** Opening Selected text block **

At the 29th National Interfaith Homeless Memorial Service, people of many faiths, and people who have no faith at all, honored the lives and mourned the deaths of those who left this world behind while enduring hardships most of us can only attempt to understand. The service took place inside Church on the Hill on Friday, Dec. 21, where attendees paid tribute to people without homes who died this past year.
Church on the Hill sits in the shadow of the Massachusetts State House. Inside tha the building where important decisions are made. some of which can be a matter of life and death for homeless people..
Prayer, music, and a candle lighting ceremony, accompanied by the reading of as many names as could be collected, honored the people we lost this year.
Rev. Colin Leitch welcomed the crowd, and spoke about the equality of each human being.
“We gather in the sure knowledge that where God is concerned, each death is of absolute equal importance,” Leitch said.
This equality is often dismissed or overlooked in a world where people are divided in the eyes of many in terms of the haves and the have nots, a deceptively brutal phrase that to some people is indicative of who matters and who does not.
“We live in a time of unprecedented greed, and consumption, and avarice,” Leitch continued. Despite the unfortunate state of the world, Leitch encouraged the crowd to carry on. “There is always hope,” he said.
Russ, who designed the cover art for the service’s program, also addressed the challenges presented by a world in which greed is praised and rephrased as ambition.

** Closing Selected text block **
** Opening Dataset entries block **

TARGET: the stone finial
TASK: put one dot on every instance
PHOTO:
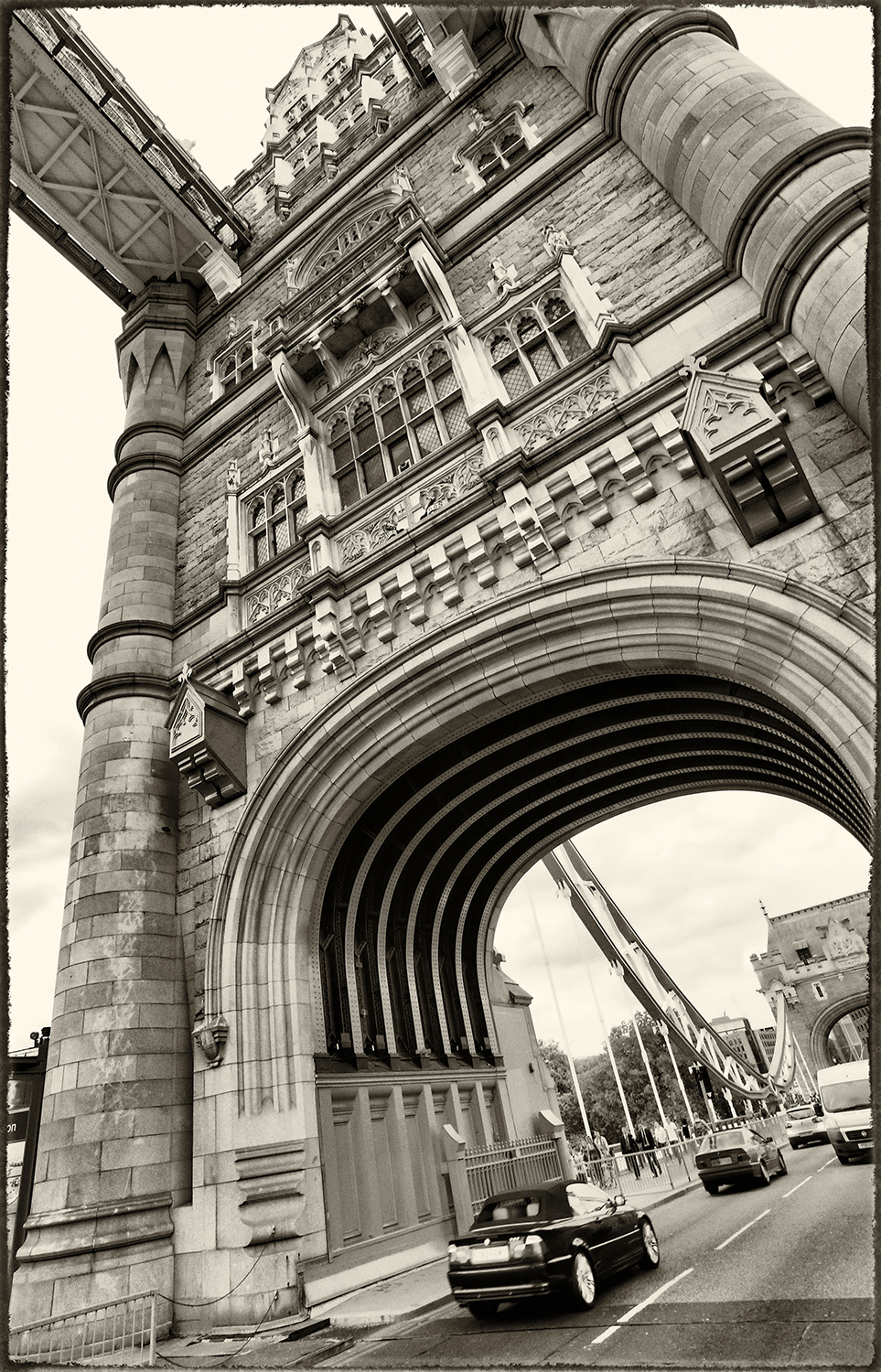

** Closing Dataset entries block **
** Opening Dataset entries block **

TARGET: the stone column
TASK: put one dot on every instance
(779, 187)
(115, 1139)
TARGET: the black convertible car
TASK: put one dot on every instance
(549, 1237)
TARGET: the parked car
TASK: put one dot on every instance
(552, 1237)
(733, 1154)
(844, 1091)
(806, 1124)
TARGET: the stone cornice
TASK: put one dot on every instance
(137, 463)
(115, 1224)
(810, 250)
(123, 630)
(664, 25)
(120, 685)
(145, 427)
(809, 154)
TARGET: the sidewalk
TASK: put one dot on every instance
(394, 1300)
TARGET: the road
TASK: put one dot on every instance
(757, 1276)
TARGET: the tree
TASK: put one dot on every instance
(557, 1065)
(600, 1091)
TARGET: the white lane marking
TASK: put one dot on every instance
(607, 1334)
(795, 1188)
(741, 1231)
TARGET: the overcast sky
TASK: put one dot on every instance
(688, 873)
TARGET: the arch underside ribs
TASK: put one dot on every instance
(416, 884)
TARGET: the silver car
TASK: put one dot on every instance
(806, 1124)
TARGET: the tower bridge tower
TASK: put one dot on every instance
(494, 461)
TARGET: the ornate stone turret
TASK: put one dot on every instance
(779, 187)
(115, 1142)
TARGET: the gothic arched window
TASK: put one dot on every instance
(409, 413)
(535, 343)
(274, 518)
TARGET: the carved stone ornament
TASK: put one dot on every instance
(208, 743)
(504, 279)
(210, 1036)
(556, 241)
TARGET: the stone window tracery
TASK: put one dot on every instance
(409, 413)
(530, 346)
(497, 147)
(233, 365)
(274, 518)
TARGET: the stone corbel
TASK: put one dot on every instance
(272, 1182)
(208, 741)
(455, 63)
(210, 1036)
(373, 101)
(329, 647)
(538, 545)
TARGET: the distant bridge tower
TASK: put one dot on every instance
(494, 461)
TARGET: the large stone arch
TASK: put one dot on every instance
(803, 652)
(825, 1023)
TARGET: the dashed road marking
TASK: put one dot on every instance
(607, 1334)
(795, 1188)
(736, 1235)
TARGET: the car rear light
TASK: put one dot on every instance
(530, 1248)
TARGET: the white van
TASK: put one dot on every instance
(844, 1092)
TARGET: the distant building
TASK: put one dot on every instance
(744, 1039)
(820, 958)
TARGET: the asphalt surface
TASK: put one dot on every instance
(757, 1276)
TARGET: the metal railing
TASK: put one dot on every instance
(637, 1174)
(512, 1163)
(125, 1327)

** Closing Dataset entries block **

* [Exercise directions]: Write a continuation of the article about the interfaith homeless memorial service, picking up after its last sentence. The records have no connection to the memorial service article.

* [Task result]:
“We live in a frightening time where what’s important isn’t important at all,” Russ said.
Spare Change News lost one of its vendors in 2018. Fred Boykin became homeless at age 30 when the house his mother left him upon her death burned to the ground. He remained homeless until his untimely demise from cancer this year. In an interview with Spare Change News contributor Andrew Warburton, Fred said he saw the world in terms of circles.
“We live in circles…We live on a sphere—the earth—and we’re born in the womb, which is a [kind of] circle. We travel in a circle and we go up and down like on a merry-go-round. Even when you’re playing baseball, you’re in a circle.”
Fred applied this outlook ot death, as well.. “When you die, you go into a different circle, a circle of peace,” he said.
The Church on the HIll Choir performed Bob Dylan’s “Blowin’ in the Wind.” In one verse, Dylan poses a timeless question: “How many deaths will it take till he knows, that too many people have died?”